_Records shown:_
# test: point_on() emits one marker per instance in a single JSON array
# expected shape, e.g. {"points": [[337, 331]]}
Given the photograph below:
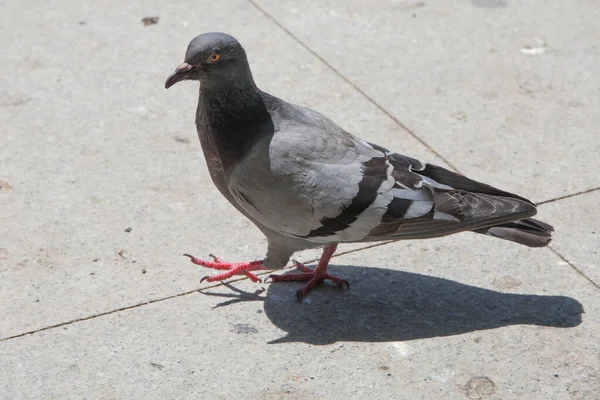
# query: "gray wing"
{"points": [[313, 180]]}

_The problem:_ Reproduce the lines above verbatim, omitting the picture.

_Written answer:_
# test: point_on() emits one marker per instance in a single JSON array
# expected shape, e.g. {"points": [[337, 331]]}
Given the photograph below:
# query: "gray wing"
{"points": [[313, 180]]}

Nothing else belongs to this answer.